* [PROMPT]:
Rewrite the passage on learning plateaus from "Why Plateaus Are" to "in the background.", replacing "researchers" with "investigators".

* [SELECTED PASSAGE]:
________________________

Why Plateaus Are Good For You
In a psychology lab, a group of volunteers sat at computer stations. Their task was simple: tap a short sequence of keys with their fingers, as quickly and accurately as possible.
At first, progress was obvious—each attempt was faster and smoother. Then, suddenly, the curve flattened. No matter how many times they repeated the sequence, their performance didn’t budge.
The researchers ended the session and sent participants home. When they came back a day later, something surprising had happened: without any extra practice, many of them were suddenly faster. The gains had arrived during the break.
The scientists called this “delayed” or “offline” improvement. What looked like a stall was really the brain consolidating in the background.
And it tells us something most of us forget: growth doesn’t happen in a straight line. It comes in bursts and pauses.

________________________

* [DATA LINES]:
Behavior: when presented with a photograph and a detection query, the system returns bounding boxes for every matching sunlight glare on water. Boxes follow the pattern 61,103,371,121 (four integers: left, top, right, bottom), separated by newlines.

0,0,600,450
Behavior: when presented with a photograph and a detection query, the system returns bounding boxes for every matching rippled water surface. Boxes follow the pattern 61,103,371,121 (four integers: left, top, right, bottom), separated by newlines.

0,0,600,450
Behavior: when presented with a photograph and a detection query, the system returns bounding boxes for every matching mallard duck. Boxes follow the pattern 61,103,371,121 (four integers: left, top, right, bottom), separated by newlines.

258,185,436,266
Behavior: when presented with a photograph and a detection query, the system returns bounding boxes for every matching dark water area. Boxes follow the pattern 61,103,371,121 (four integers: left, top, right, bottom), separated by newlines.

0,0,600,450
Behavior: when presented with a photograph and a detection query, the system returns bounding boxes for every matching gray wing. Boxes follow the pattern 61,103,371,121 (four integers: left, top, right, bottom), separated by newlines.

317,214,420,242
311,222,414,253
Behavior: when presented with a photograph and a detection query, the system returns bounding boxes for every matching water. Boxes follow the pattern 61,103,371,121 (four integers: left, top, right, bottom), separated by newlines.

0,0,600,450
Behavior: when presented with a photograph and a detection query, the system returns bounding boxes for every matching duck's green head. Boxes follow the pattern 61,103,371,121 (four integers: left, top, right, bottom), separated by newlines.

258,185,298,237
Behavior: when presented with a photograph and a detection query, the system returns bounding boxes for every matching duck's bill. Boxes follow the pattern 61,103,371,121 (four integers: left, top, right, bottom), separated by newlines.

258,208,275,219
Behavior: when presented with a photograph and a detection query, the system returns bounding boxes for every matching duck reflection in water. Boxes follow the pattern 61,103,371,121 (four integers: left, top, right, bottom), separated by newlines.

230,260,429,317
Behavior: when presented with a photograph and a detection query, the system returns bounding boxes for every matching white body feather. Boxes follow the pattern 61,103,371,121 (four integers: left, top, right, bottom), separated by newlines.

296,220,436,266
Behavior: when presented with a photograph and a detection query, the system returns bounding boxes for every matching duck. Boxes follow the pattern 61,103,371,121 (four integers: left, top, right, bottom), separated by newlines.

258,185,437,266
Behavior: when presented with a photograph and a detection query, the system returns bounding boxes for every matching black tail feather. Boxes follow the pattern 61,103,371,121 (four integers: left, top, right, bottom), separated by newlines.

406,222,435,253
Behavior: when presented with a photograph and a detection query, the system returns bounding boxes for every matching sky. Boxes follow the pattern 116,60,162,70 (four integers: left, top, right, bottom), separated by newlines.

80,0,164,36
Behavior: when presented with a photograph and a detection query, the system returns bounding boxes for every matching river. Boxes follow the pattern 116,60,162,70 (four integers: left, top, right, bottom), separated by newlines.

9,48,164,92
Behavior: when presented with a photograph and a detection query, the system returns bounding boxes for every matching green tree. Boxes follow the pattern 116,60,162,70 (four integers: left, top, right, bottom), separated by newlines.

________________________

* [RESULT OF THIS EXERCISE]:
Why Plateaus Are Good For You
In a psychology lab, a group of volunteers sat at computer stations. Their task was simple: tap a short sequence of keys with their fingers, as quickly and accurately as possible.
At first, progress was obvious—each attempt was faster and smoother. Then, suddenly, the curve flattened. No matter how many times they repeated the sequence, their performance didn’t budge.
The investigators ended the session and sent participants home. When they came back a day later, something surprising had happened: without any extra practice, many of them were suddenly faster. The gains had arrived during the break.
The scientists called this “delayed” or “offline” improvement. What looked like a stall was really the brain consolidating in the background.